*Your instructions*
Copy the records below line for line, leaving every character unchanged.
======== Data
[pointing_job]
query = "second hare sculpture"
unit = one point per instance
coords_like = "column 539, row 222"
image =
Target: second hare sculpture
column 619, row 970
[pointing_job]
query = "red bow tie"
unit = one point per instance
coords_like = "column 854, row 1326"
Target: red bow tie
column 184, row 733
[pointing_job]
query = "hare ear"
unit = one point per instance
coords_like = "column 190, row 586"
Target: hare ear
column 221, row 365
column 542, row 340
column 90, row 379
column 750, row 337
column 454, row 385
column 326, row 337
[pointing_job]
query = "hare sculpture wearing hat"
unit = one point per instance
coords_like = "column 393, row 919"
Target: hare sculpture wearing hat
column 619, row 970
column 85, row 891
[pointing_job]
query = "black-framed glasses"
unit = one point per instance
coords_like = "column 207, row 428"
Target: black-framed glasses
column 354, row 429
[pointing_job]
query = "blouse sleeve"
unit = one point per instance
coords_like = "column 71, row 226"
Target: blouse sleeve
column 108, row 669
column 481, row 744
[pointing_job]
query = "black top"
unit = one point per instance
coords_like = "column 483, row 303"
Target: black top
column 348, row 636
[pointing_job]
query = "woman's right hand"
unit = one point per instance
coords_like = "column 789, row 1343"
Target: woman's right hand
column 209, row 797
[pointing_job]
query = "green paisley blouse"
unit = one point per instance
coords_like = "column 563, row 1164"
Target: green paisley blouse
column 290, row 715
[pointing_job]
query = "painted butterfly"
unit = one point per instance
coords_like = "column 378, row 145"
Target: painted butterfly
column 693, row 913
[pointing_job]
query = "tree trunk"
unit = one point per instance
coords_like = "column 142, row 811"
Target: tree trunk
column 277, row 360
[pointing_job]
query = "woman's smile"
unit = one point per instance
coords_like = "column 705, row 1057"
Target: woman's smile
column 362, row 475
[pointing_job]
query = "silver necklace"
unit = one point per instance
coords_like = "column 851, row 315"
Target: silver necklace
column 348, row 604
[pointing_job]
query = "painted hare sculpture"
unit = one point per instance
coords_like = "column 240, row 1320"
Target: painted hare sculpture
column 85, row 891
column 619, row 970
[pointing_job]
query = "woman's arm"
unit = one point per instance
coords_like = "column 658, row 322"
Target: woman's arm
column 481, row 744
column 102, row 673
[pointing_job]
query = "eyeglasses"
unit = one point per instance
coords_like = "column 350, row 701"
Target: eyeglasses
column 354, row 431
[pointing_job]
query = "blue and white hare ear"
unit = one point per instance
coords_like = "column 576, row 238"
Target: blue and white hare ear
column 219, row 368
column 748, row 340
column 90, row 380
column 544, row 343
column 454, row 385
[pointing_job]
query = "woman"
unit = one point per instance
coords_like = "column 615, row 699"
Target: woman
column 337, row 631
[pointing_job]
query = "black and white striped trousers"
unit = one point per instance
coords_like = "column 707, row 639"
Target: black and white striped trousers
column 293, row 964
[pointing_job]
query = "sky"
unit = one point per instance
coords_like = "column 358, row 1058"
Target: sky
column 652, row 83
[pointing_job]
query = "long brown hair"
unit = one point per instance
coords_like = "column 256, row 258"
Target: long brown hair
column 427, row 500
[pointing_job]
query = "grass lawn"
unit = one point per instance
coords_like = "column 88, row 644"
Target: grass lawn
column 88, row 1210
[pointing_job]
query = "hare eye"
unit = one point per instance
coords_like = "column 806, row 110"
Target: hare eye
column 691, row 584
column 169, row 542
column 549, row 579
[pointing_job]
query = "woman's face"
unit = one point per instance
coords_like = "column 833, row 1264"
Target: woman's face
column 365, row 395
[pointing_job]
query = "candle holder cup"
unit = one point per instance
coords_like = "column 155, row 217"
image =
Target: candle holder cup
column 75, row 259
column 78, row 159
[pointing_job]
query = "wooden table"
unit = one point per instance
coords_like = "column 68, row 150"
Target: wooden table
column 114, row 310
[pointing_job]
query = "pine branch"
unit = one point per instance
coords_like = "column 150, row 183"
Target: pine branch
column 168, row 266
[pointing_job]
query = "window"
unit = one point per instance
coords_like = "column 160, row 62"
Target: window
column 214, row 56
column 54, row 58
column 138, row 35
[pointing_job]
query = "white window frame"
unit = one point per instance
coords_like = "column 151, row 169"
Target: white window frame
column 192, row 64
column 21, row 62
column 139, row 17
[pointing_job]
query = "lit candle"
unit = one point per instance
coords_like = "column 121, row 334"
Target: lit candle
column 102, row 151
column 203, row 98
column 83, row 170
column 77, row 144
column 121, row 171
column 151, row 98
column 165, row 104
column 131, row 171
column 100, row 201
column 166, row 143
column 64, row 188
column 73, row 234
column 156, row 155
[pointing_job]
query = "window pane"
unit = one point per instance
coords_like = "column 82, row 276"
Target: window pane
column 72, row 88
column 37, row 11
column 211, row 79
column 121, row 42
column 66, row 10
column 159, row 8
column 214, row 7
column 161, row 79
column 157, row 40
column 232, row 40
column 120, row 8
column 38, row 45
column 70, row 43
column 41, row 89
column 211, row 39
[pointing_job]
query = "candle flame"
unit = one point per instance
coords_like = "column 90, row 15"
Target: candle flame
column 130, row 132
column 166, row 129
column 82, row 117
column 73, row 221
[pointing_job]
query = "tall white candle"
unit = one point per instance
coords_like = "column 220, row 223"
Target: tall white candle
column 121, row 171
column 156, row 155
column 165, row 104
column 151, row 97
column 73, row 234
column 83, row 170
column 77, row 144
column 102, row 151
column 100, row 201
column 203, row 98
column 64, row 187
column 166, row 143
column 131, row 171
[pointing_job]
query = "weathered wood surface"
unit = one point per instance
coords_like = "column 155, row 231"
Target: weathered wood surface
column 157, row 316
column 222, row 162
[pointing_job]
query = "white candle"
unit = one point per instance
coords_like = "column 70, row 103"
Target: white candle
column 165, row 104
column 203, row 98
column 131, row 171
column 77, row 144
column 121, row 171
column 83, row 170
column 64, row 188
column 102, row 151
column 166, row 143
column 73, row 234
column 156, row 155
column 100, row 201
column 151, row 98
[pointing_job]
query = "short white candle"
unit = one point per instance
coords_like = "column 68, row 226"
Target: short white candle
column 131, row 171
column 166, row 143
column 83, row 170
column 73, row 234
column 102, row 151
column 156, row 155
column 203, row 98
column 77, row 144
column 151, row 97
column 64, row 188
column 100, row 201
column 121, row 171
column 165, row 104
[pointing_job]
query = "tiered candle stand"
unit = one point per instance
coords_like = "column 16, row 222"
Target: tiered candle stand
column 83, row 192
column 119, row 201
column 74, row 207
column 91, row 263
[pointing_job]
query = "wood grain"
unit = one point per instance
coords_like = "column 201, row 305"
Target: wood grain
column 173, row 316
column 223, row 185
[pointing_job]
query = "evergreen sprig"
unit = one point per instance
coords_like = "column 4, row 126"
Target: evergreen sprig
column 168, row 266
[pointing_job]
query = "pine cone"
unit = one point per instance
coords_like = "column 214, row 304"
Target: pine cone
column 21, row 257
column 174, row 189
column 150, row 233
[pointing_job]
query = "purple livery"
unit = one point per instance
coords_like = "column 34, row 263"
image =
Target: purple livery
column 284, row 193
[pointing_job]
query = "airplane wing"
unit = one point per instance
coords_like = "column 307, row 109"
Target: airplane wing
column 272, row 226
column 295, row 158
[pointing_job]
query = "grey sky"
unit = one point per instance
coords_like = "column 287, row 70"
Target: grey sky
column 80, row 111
================
*Answer*
[pointing_job]
query = "second hare sculpture"
unit = one point per instance
coords_like = "column 539, row 222"
image =
Target: second hare sculpture
column 619, row 970
[pointing_job]
query = "red bow tie"
unit = one point per instance
coords_like = "column 854, row 1326"
Target: red bow tie
column 184, row 733
[pointing_job]
query = "hare ear"
unit = one point per instance
coords_like = "column 190, row 586"
Target: hare ear
column 221, row 365
column 542, row 340
column 90, row 379
column 750, row 337
column 454, row 385
column 326, row 337
[pointing_job]
query = "hare sculpture wearing hat"
unit = one point per instance
coords_like = "column 393, row 919"
Target: hare sculpture wearing hat
column 619, row 970
column 85, row 891
[pointing_job]
query = "black-framed glasses"
unit = one point per instance
coords_like = "column 207, row 428"
Target: black-framed glasses
column 354, row 429
[pointing_job]
query = "blouse sleeve"
unit = one point per instance
coords_like = "column 71, row 226"
Target: blouse sleeve
column 108, row 669
column 481, row 744
[pointing_job]
query = "black top"
unit = one point per instance
coords_like = "column 483, row 303"
Target: black top
column 348, row 636
[pointing_job]
query = "woman's right hand"
unit = one point per instance
coords_like = "column 789, row 1343"
Target: woman's right hand
column 209, row 797
[pointing_job]
query = "green paisley blouse"
unit = one point per instance
coords_like = "column 563, row 1164"
Target: green paisley blouse
column 290, row 715
[pointing_job]
query = "painted butterfly"
unit = one point per instance
coords_like = "column 378, row 145"
Target: painted butterfly
column 693, row 913
[pointing_job]
query = "tree trunk"
unit = one point per instance
coords_like = "column 142, row 811"
Target: tree trunk
column 277, row 360
[pointing_job]
query = "woman's smile"
unit = one point per instance
coords_like = "column 705, row 1057"
Target: woman's smile
column 362, row 475
[pointing_job]
query = "silver necklace"
unit = one point per instance
coords_like = "column 851, row 315"
Target: silver necklace
column 348, row 604
[pointing_job]
query = "painted hare sculpture"
unit = one point per instance
coords_like = "column 240, row 1320"
Target: painted hare sculpture
column 85, row 891
column 619, row 970
[pointing_job]
query = "woman's arm"
unit = one point per instance
coords_like = "column 658, row 322"
Target: woman's arm
column 481, row 744
column 102, row 673
[pointing_job]
query = "eyeglasses"
unit = one point per instance
coords_like = "column 350, row 701"
Target: eyeglasses
column 354, row 431
[pointing_job]
query = "blue and white hare ear"
unit = one point per instance
coords_like = "column 576, row 238"
Target: blue and white hare ear
column 219, row 368
column 748, row 340
column 90, row 380
column 544, row 343
column 454, row 385
[pointing_job]
query = "woman"
unit = one point per instance
coords_like = "column 615, row 699"
Target: woman
column 337, row 631
[pointing_job]
query = "black and white striped trousers"
unit = one point per instance
coords_like = "column 707, row 639"
Target: black and white striped trousers
column 293, row 964
[pointing_job]
query = "sky"
unit = one point per instance
coords_like = "column 358, row 1058"
Target: sky
column 652, row 83
[pointing_job]
query = "long brown hair"
unit = one point per instance
coords_like = "column 256, row 258"
Target: long brown hair
column 427, row 500
[pointing_job]
query = "grass lawn"
unit = one point per instance
coords_like = "column 88, row 644"
Target: grass lawn
column 88, row 1210
[pointing_job]
query = "hare eye"
unit = one point per instance
coords_like = "column 806, row 110"
Target: hare eye
column 691, row 584
column 169, row 542
column 549, row 579
[pointing_job]
query = "woman's face"
unit = one point per instance
coords_like = "column 833, row 1264"
Target: woman's face
column 365, row 395
[pointing_job]
query = "candle holder cup"
unit = one point per instance
coords_like = "column 155, row 217"
image =
Target: candle holder cup
column 75, row 259
column 78, row 159
[pointing_job]
query = "wooden table"
unit = one point per instance
coords_like = "column 68, row 150"
Target: wooden table
column 114, row 310
[pointing_job]
query = "pine branch"
unit = one point per instance
coords_like = "column 150, row 183"
Target: pine branch
column 168, row 266
[pointing_job]
query = "window"
unit = one point per instance
coords_like = "column 160, row 62"
Target: window
column 214, row 56
column 54, row 58
column 138, row 35
[pointing_job]
query = "white window frame"
unit = one point per instance
coords_like = "column 151, row 169"
Target: white window frame
column 192, row 64
column 21, row 62
column 139, row 17
[pointing_job]
query = "lit candle"
unit = one point per instance
coords_like = "column 121, row 334"
Target: lit candle
column 102, row 151
column 203, row 98
column 83, row 170
column 77, row 144
column 121, row 171
column 151, row 98
column 165, row 104
column 131, row 171
column 100, row 201
column 166, row 143
column 64, row 188
column 73, row 234
column 156, row 155
[pointing_job]
query = "window pane"
unit = one point per instance
coords_like = "column 82, row 276"
Target: window pane
column 72, row 88
column 37, row 11
column 211, row 79
column 121, row 42
column 66, row 10
column 159, row 8
column 214, row 7
column 161, row 79
column 157, row 40
column 232, row 40
column 120, row 8
column 38, row 45
column 70, row 43
column 41, row 89
column 211, row 39
[pointing_job]
query = "candle flame"
unit = one point per instance
coords_like = "column 90, row 15"
Target: candle flame
column 130, row 132
column 166, row 129
column 82, row 117
column 73, row 221
[pointing_job]
query = "tall white candle"
unit = one point per instance
coords_like = "column 220, row 223"
Target: tall white candle
column 121, row 171
column 156, row 155
column 165, row 104
column 151, row 97
column 73, row 234
column 83, row 170
column 77, row 144
column 102, row 151
column 100, row 201
column 203, row 98
column 64, row 187
column 166, row 143
column 131, row 171
[pointing_job]
query = "weathered wood surface"
unit = one point per instance
coords_like = "column 155, row 231"
Target: weathered wood surface
column 157, row 316
column 222, row 162
[pointing_job]
query = "white candle"
unit = one point per instance
coords_like = "column 70, row 103"
Target: white candle
column 165, row 104
column 203, row 98
column 131, row 171
column 77, row 144
column 121, row 171
column 83, row 170
column 64, row 188
column 102, row 151
column 166, row 143
column 73, row 234
column 156, row 155
column 100, row 201
column 151, row 98
[pointing_job]
query = "short white candle"
unit = one point per instance
coords_like = "column 68, row 226"
Target: short white candle
column 131, row 171
column 166, row 143
column 83, row 170
column 73, row 234
column 102, row 151
column 156, row 155
column 203, row 98
column 77, row 144
column 151, row 97
column 64, row 188
column 100, row 201
column 121, row 171
column 165, row 104
[pointing_job]
query = "tiered candle stand"
unit = one point per instance
coords_like = "column 16, row 222"
Target: tiered candle stand
column 83, row 192
column 119, row 201
column 74, row 207
column 91, row 263
[pointing_job]
query = "wood grain"
unit = one point per instance
coords_like = "column 201, row 305"
Target: wood grain
column 173, row 316
column 223, row 185
[pointing_job]
query = "evergreen sprig"
unit = one point per instance
coords_like = "column 4, row 126"
Target: evergreen sprig
column 168, row 266
[pointing_job]
query = "pine cone"
unit = one point per instance
coords_like = "column 214, row 304"
Target: pine cone
column 21, row 257
column 174, row 189
column 150, row 233
[pointing_job]
query = "purple livery"
unit = one point per instance
coords_like = "column 34, row 263"
image =
Target: purple livery
column 284, row 193
[pointing_job]
query = "airplane wing"
unit = one point per instance
coords_like = "column 307, row 109"
Target: airplane wing
column 272, row 226
column 295, row 158
[pointing_job]
query = "grey sky"
unit = one point per instance
coords_like = "column 287, row 70"
Target: grey sky
column 80, row 111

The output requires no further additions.